• TEXT UNDER STUDY

━━━━━━━━

In the ensuing years, the regime consolidated its control and methodically disbanded approximately all independent women’s groups and organizations. However, this paper is not to focus on the Pahlavi era but on the dictatorship that rules Iran today. This historical context served to highlight a crucial question: Why, despite regime changes and revolutions, does the systemic subjugation of women in Iran persist?
Reading Some Verses from the Quran
Islamic law, rooted in the Quran and Hadith, institutionalizes gender discrimination. By adding extra information in parentheses, Islamic translators often try to soften violent Quran verses. In most cases, the interpretations of them also vary. Some Muslims believe violent verses must be followed as divine law, while others argue they are context-specific. Regardless of which interpretation is “correct,” what matters is that the Quran has the potential to be read violently—especially against women, and, by extension, non-Muslims as well. Consider these verses from the Quran:
Surah 2:228 asserts that “men have a degree over [women].” This opinion is reinforced by Surah 2:178, which states: “O believers! [The law of] retaliation is set for you in cases of murder—a free man for a free man, a slave for a slave, and a female for a female.” This verse exactly reflects the words of Romina’s father, who told the judge, “If I killed my daughter’s boyfriend, I would be executed.” Surah 4:34 permits men to beat disobedient women: “The good women are obedient… As for those from whom you fear disloyalty, admonish them, and abandon them in their beds, then strike them.” Surah 2:223 objectifies women, framing them as mere instruments of reproduction: “Your women are farmland for you; so approach your cultivation whenever you like.”
Islamic literature establishes a clear hierarchy—placing men above women, Muslims above non-Muslims, and suchlike. This structure is evident in verses such as Surah 47:4: “When you encounter those who disbelieve, strike at their necks.” The Sunna further reinforces this order, declaring: “The Messenger of Allah said: Whoever changes his religion, kill him.” While this literature may be understood in its historical context, the real concern arises when these often inhumane teachings are subjected to present-day criticism. The Quran itself warns in Surah 22:51: “The ones who strove against Our verses… those are the companions of Hellfire.” This mindset of intolerance is woven into Iran’s political structure, particularly through the doctrine of Wilayat al-Faqih, as upheld by Ali Khamenei. Under this doctrine, his critics face enduring torture and imprisonment—conditions that mirror the mentioned Quranic hellfire. Under his regime, Iran’s Islamic penal code assigns a woman’s life a value of half that of a man’s, measured in diya (blood money, a compensation paid for taking a life)—the equivalent of 50 camels—while the value of a man’s left testicle is set at 66 camels, surpassing even the worth of a woman’s life.
Conclusion
While the Iranian government is directly responsible for widespread human rights abuses, misogynistic attitudes stem from a legal, religious, and cultural framework that systematically restricts women’s freedoms. The convergence of patriarchal culture, religious justifications, and suppression of dissent creates a condition where violence against women is institutionalized. While gender-based discrimination is a global issue, Iran stands out for how Islamic law perpetuates these injustices. Without legal and ideological reform, femicide in Iran will persist, shielded from accountability.

━━━━━━━━

(Saved entries)
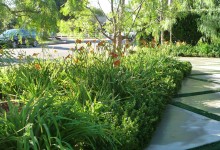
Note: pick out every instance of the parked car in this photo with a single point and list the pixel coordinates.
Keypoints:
(18, 37)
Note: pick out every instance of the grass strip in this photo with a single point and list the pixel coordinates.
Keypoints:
(204, 80)
(196, 110)
(196, 93)
(210, 146)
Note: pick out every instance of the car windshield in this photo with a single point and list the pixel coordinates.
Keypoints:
(20, 32)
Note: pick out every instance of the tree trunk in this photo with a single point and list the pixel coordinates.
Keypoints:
(161, 18)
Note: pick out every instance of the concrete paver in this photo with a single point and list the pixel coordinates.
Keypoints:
(206, 102)
(215, 77)
(191, 86)
(181, 129)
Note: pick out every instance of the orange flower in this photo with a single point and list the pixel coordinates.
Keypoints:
(81, 48)
(71, 49)
(78, 41)
(35, 54)
(101, 43)
(37, 66)
(89, 43)
(114, 55)
(76, 60)
(116, 63)
(68, 56)
(20, 56)
(127, 45)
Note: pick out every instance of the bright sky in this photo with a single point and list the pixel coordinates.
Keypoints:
(105, 5)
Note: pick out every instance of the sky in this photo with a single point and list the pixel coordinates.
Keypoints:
(105, 5)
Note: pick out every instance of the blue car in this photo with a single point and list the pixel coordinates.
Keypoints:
(18, 37)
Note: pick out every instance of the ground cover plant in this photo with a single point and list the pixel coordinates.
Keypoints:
(199, 50)
(87, 101)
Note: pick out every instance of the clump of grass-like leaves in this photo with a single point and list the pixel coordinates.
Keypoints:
(87, 101)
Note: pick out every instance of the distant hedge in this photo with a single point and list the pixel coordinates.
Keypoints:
(186, 29)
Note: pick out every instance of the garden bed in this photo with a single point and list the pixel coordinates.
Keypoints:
(88, 101)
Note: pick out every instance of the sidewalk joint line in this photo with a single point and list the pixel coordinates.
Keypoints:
(196, 110)
(194, 78)
(195, 93)
(198, 74)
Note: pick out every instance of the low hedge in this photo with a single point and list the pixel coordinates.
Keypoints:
(88, 102)
(200, 50)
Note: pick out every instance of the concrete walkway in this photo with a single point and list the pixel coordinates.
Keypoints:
(193, 119)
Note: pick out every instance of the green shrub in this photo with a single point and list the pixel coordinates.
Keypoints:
(89, 103)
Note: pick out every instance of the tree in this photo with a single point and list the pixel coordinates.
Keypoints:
(42, 15)
(120, 20)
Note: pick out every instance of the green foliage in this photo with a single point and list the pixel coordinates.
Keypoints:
(200, 50)
(186, 30)
(86, 102)
(209, 24)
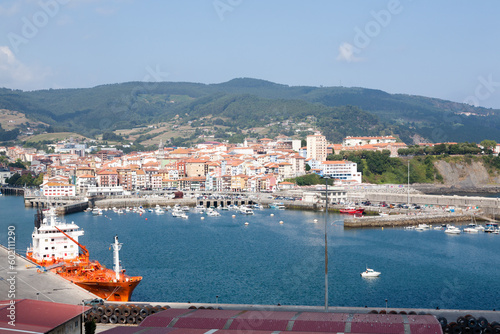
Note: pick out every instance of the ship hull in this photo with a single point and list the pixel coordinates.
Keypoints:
(110, 291)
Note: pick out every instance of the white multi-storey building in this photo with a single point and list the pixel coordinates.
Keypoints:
(341, 170)
(359, 141)
(316, 147)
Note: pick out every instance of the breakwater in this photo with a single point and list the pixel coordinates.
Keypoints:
(405, 220)
(422, 199)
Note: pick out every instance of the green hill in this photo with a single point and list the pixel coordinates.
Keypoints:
(245, 104)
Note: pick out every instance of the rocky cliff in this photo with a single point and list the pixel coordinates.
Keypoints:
(460, 177)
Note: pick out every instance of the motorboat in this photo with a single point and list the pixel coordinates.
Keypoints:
(370, 273)
(491, 228)
(279, 206)
(422, 227)
(450, 229)
(199, 209)
(97, 211)
(245, 210)
(177, 213)
(212, 213)
(471, 228)
(352, 211)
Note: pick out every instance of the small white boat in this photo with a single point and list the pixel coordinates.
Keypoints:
(370, 273)
(97, 211)
(199, 209)
(212, 213)
(422, 227)
(245, 210)
(471, 228)
(450, 229)
(177, 213)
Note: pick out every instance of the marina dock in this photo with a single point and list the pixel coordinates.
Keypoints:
(405, 220)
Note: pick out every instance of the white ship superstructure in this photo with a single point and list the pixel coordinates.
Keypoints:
(50, 244)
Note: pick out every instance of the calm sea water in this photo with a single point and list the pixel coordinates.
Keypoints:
(269, 263)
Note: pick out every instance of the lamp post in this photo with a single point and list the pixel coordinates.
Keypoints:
(326, 177)
(408, 190)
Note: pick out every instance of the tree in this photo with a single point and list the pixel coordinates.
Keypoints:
(489, 145)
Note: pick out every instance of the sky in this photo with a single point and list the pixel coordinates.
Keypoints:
(447, 49)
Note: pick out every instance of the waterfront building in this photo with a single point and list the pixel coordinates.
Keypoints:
(196, 167)
(106, 191)
(5, 173)
(359, 141)
(316, 147)
(156, 181)
(336, 195)
(85, 181)
(107, 178)
(341, 170)
(58, 189)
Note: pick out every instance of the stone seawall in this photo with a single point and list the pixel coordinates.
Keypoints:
(405, 220)
(458, 201)
(144, 202)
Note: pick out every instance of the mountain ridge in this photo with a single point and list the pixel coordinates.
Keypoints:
(246, 103)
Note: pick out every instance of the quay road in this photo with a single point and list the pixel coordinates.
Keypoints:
(31, 284)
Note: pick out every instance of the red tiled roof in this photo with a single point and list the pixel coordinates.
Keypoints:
(37, 315)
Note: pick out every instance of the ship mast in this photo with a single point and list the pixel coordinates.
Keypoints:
(116, 257)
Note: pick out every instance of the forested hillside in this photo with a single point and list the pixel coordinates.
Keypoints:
(245, 104)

━━━━━━━━

Answer these questions from the article on women in Iran.
(a) What do Islamic translators often add to try to soften violent Quran verses?
(b) Which Surah does the article cite as permitting men to beat disobedient women?
(c) How many camels does Iran's penal code set as the value of a man's left testicle?
The rows have nothing to do with the article.

• SOLUTION TO THE PROBLEM
(a) Extra information in parentheses.
(b) Surah 4:34.
(c) 66 camels.